**Prompt:** Convert every line of the rows below into a Markdown table with two columns, No. and Line. Number the lines in order and leave out any blank lines.
------ Data excerpts ------
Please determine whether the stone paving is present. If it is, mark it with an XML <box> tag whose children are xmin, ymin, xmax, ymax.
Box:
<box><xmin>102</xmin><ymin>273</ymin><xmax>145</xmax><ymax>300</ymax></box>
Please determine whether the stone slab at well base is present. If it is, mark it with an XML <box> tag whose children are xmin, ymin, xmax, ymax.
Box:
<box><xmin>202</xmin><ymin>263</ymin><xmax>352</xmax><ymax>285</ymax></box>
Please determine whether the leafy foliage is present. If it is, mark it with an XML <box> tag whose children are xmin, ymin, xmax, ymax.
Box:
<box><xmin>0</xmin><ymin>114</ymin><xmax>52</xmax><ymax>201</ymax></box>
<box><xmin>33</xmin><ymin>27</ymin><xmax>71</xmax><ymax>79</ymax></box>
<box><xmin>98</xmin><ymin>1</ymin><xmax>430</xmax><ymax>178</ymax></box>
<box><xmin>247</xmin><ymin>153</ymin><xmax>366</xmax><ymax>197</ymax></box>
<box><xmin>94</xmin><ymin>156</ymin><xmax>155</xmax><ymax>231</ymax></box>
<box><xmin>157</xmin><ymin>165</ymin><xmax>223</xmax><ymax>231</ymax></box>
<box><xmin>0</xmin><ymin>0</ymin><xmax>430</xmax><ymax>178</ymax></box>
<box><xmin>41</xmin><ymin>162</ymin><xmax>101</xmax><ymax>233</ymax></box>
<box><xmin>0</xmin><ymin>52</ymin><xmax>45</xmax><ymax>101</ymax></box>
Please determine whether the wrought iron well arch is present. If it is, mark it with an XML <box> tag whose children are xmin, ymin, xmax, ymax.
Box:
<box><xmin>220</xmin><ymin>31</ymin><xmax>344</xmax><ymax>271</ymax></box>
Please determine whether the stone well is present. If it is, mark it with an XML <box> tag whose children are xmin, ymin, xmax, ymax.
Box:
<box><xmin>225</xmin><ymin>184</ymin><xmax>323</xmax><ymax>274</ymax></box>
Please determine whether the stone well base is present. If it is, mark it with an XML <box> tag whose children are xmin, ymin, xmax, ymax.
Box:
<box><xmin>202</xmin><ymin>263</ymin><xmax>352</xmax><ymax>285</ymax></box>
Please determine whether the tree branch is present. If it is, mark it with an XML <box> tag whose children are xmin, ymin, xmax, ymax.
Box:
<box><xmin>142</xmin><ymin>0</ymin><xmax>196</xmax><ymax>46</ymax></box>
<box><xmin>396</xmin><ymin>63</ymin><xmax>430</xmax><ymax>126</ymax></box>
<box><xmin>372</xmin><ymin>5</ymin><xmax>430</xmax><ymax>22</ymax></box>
------
**Full response:**
| No. | Line |
|---|---|
| 1 | Please determine whether the stone paving is present. If it is, mark it with an XML <box> tag whose children are xmin, ymin, xmax, ymax. |
| 2 | Box: |
| 3 | <box><xmin>102</xmin><ymin>273</ymin><xmax>145</xmax><ymax>300</ymax></box> |
| 4 | Please determine whether the stone slab at well base is present. If it is, mark it with an XML <box> tag whose children are xmin, ymin, xmax, ymax. |
| 5 | Box: |
| 6 | <box><xmin>202</xmin><ymin>263</ymin><xmax>352</xmax><ymax>285</ymax></box> |
| 7 | Please determine whether the leafy foliage is present. If it is, mark it with an XML <box> tag whose children are xmin, ymin, xmax, ymax. |
| 8 | Box: |
| 9 | <box><xmin>0</xmin><ymin>114</ymin><xmax>52</xmax><ymax>201</ymax></box> |
| 10 | <box><xmin>33</xmin><ymin>27</ymin><xmax>71</xmax><ymax>79</ymax></box> |
| 11 | <box><xmin>98</xmin><ymin>1</ymin><xmax>430</xmax><ymax>178</ymax></box> |
| 12 | <box><xmin>247</xmin><ymin>153</ymin><xmax>366</xmax><ymax>197</ymax></box> |
| 13 | <box><xmin>94</xmin><ymin>156</ymin><xmax>155</xmax><ymax>231</ymax></box> |
| 14 | <box><xmin>157</xmin><ymin>165</ymin><xmax>223</xmax><ymax>231</ymax></box> |
| 15 | <box><xmin>0</xmin><ymin>0</ymin><xmax>430</xmax><ymax>178</ymax></box> |
| 16 | <box><xmin>41</xmin><ymin>162</ymin><xmax>101</xmax><ymax>233</ymax></box> |
| 17 | <box><xmin>0</xmin><ymin>52</ymin><xmax>45</xmax><ymax>101</ymax></box> |
| 18 | Please determine whether the wrought iron well arch is present. If it is, mark it with an XML <box> tag whose children are xmin, ymin, xmax, ymax. |
| 19 | Box: |
| 20 | <box><xmin>220</xmin><ymin>31</ymin><xmax>344</xmax><ymax>271</ymax></box> |
| 21 | Please determine whether the stone well is present. If it is, mark it with an XML <box> tag whose children are xmin, ymin, xmax, ymax. |
| 22 | Box: |
| 23 | <box><xmin>225</xmin><ymin>184</ymin><xmax>323</xmax><ymax>274</ymax></box> |
| 24 | Please determine whether the stone well base is present. If it is, mark it with an XML <box> tag whose children are xmin, ymin, xmax, ymax. |
| 25 | Box: |
| 26 | <box><xmin>202</xmin><ymin>263</ymin><xmax>352</xmax><ymax>285</ymax></box> |
| 27 | Please determine whether the tree branch is present. If it is, mark it with an XML <box> tag whose children are xmin, ymin, xmax, ymax. |
| 28 | Box: |
| 29 | <box><xmin>142</xmin><ymin>0</ymin><xmax>196</xmax><ymax>46</ymax></box> |
| 30 | <box><xmin>396</xmin><ymin>63</ymin><xmax>430</xmax><ymax>126</ymax></box> |
| 31 | <box><xmin>372</xmin><ymin>5</ymin><xmax>430</xmax><ymax>22</ymax></box> |